___ Text to read
Saturday, August 28, 2010

COLUMN: One a Penny, Two Another Penny


By Tobin Barnes 
The penny bandits, among other woes, drove my old man nuts.
    
Soft drinks, back when I was a kid, sold for ten cents a bottle. (I know, that officially dates me as a codger.)
    
Oh, and here’s another stunner from the past: people drank only twelve ounces at a time.
    
Yeah. Weird, huh? It’s shocking that people could be completely satisfied without having to buy the stuff by the liter or the big gulp or the half gallon barrel, for crying out loud. (Man, are we on the downhill slide or what?)
    
Anyway, getting back to the dime pop machine we had at our motel, my old man had given me the profits for all the things I did around the place. Even then, I was making maybe a nickel an hour, but, hey, I got room and board, too.
______
= Short problem 1 =
According to the column, what was the price of a bottle of soft drink when the writer was a child?
= Short problem 2 =
State whether each of the following statements agrees with the column, answering yes or no and quoting the words that decide it: (a) People once drank only twelve ounces of soft drink at a time. (b) The writer earned roughly a dollar an hour. (c) The writer received room and board.
= Short problem 3 =
Transcribe the column word for word, from "Oh, and here’s" up to and including "and board, too.".
The data after this sentence play no role in what is asked here.
___ Listed records
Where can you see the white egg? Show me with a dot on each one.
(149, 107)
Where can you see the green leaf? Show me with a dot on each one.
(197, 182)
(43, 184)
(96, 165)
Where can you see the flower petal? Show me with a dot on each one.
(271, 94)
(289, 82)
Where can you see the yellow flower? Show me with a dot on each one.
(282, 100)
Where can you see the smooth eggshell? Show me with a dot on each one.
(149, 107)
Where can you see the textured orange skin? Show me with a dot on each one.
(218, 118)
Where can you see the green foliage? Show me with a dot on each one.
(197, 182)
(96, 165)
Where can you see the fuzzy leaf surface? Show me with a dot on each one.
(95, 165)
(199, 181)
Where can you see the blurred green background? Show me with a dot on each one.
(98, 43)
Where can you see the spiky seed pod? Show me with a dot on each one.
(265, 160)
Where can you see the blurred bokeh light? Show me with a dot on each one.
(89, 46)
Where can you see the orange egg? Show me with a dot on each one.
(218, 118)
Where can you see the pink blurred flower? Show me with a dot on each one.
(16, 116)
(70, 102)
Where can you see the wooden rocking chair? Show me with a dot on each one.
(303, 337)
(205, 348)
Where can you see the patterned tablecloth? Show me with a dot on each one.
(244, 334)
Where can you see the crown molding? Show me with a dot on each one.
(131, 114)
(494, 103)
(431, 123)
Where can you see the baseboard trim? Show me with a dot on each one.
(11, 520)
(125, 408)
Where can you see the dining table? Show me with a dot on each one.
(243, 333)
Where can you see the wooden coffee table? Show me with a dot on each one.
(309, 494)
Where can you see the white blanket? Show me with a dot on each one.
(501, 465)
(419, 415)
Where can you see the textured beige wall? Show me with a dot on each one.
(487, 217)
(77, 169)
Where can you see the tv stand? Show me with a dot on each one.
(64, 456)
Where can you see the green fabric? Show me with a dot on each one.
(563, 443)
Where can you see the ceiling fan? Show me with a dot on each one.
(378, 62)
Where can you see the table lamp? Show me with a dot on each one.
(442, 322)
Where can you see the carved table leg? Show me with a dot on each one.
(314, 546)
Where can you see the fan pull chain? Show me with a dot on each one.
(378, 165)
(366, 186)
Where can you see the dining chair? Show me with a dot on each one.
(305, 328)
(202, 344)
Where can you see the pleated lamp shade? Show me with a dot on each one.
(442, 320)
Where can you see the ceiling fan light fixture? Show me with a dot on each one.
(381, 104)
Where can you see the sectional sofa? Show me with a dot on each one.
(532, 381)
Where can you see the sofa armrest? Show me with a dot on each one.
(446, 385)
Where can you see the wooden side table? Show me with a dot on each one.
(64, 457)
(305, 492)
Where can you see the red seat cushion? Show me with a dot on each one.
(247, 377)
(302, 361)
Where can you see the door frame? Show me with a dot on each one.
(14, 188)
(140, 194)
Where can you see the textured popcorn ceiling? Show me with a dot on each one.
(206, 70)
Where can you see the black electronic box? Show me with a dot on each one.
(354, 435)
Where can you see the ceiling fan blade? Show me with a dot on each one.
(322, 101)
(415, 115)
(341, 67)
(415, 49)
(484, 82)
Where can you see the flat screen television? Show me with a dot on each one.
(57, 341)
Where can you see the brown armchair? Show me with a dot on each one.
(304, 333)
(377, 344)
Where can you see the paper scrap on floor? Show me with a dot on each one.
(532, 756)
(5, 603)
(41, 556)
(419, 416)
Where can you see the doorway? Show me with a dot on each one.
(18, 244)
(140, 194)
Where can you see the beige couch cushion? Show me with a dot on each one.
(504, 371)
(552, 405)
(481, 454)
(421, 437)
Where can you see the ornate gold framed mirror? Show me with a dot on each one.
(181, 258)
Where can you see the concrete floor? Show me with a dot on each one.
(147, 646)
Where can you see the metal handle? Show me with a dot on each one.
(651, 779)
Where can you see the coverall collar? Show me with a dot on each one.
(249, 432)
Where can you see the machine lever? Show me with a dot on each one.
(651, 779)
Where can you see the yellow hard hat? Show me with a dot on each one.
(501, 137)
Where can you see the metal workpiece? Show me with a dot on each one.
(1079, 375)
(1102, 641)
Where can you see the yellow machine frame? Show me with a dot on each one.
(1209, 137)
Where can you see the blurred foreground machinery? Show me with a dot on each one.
______
= Finished answer 1 =
Ten cents a bottle.

= Finished answer 2 =
(a) Yes: "people drank only twelve ounces at a time."
(b) No: "I was making maybe a nickel an hour"
(c) Yes: "I got room and board, too."

= Finished answer 3 =
Oh, and here’s another stunner from the past: people drank only twelve ounces at a time.
    
Yeah. Weird, huh? It’s shocking that people could be completely satisfied without having to buy the stuff by the liter or the big gulp or the half gallon barrel, for crying out loud. (Man, are we on the downhill slide or what?)
    
Anyway, getting back to the dime pop machine we had at our motel, my old man had given me the profits for all the things I did around the place. Even then, I was making maybe a nickel an hour, but, hey, I got room and board, too.